> _Exercise goal_
Please rewrite each line of the data below with "Study the image" replaced by "Look at the picture" and everything else left unchanged. Leave the pictures out of your answer.

Data items
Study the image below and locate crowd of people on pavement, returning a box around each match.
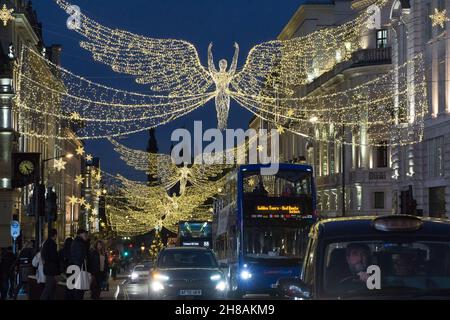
[0,229,117,300]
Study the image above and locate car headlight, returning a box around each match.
[241,270,252,280]
[209,274,222,281]
[153,273,169,281]
[216,281,227,291]
[151,281,164,292]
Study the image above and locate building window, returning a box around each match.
[428,187,445,218]
[373,192,384,209]
[427,136,444,178]
[377,29,387,49]
[376,141,388,168]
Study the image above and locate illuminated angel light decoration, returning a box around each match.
[208,43,239,130]
[109,139,231,195]
[51,0,388,128]
[0,4,14,27]
[102,171,221,235]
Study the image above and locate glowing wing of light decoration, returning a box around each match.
[109,139,230,195]
[56,0,213,96]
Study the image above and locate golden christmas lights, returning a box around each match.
[0,4,14,27]
[429,8,450,28]
[52,0,388,128]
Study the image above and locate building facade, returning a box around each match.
[255,0,450,217]
[0,0,83,247]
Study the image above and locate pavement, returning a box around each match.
[12,275,128,300]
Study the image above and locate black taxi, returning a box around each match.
[277,215,450,300]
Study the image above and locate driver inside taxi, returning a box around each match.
[341,244,370,284]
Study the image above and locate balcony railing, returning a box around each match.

> _Task answer_
Look at the picture below and locate crowd of people on pavement, returning a box around each match.
[0,229,117,300]
Look at the picture above and locate car headlight, returning a box around each match.
[241,270,252,280]
[209,274,222,281]
[153,273,169,281]
[216,281,227,291]
[151,281,164,292]
Look at the picture above and locate building window, returning a box around each match.
[428,187,445,218]
[373,192,384,209]
[427,136,444,178]
[377,29,387,49]
[376,141,388,168]
Look at the picture above and locate illuminated angel light decoration, returning a box around each match.
[208,43,239,130]
[109,139,231,195]
[51,0,388,128]
[0,4,14,27]
[102,171,221,235]
Look at the picture above and locate glowing wing of light decoration, returning a box around each match.
[109,139,230,195]
[56,0,213,96]
Look at the picture above and locate golden christmas lights, returning a box around each match.
[0,4,14,27]
[429,8,450,28]
[52,0,388,128]
Look at the picture above and locate building facade, returning a box around each match.
[255,0,450,217]
[0,0,83,247]
Look at the picture above and locate pavement, returning a box around each match.
[12,275,128,300]
Look at the picture above and locate black taxi, returning a box around each match.
[277,215,450,300]
Look at the picture above and locate driver inside taxi, returning a box around each match.
[341,244,370,284]
Look at the picture above and locate balcony railing, returning a box around each match.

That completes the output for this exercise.